=== Quoted passage ===
---*---
It was also about this time that dissident factors seemed to be rampant in the immediate vicinity of Tuy, that on November 15, 1950, the then-incumbent Chief of Police Daniel Sangalang lost his life in a clash with them. Later, on Jan. 11, 1951, two policemen, Francisco Gomez and Epifanio Blancaflor, lost their lives in [the] line of duty when the Municipal Building Mayor Cruz’s and former Mayor Vicente Calingasan’s houses were attacked by the dissidents once more. Another policeman, Daniel Martinez, was also wounded.

When night came during this time, the residents of Tuy were filled with terror. Fear of further attacks were always in their minds. To protect them, a detachment of soldiers of the Receno Company, 21st BCT was stationed here, and temporary barracks were built in the place.

The second local election was held on the first Tuesday of November, 1951, with Mr. Pedro Macalalad, Miss Filomena Avena and Mr. Roberto Manansala running for Mayor. [The] Election was held without any mishap and Mr. Pedro C. Macalalad won over his opponents with an overwhelming majority.

During the school year 1951-1952, the Purok System was introduced and through the efforts of the teachers, with the help of the townspeople, it has done something for the improvement of the community. The school and the community were brought closer together and a community school council was organized with Mr. Venancio Daan as Chairman.

Planters by this time increased the planting of more and more sugarcane almost to the exclusion of other secondary crops.

[p. 7]

Through the efforts of our parish priest, Reverend Father Miguel de Leon, the parish church destroyed during the First World War will be reconstructed. As of today, the construction has begun.

Destruction of Lives, Properties and Institutions

A. Period from 1896-1900

From the time immemorial to the Spanish regime in the Philippines, the Filipinos had little participation in the government. The Filipinos suffered greatly during the Spanish rule from heavy taxation, unjust treatment by the Spanish officials and persecution of many Filipinos.

The period from 1896-1900 sparked the political, economic and religious struggles of the Filipinos against Spain. The Filipinos, in their struggles for freedom, lost many lives, properties and institutions.
---*---
=== Records provided ===
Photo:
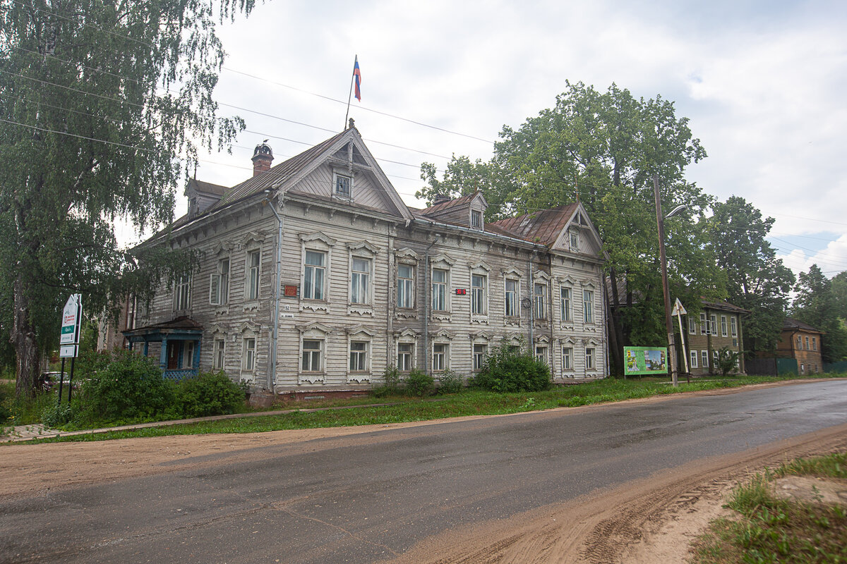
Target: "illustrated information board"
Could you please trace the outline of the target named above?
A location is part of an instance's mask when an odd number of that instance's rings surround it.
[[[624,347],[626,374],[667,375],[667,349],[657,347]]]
---*---
=== What to work on ===
Retype everything in the Tuy history from "The second local" down to "an overwhelming majority.".

=== Task answer ===
The second local election was held on the first Tuesday of November, 1951, with Mr. Pedro Macalalad, Miss Filomena Avena and Mr. Roberto Manansala running for Mayor. [The] Election was held without any mishap and Mr. Pedro C. Macalalad won over his opponents with an overwhelming majority.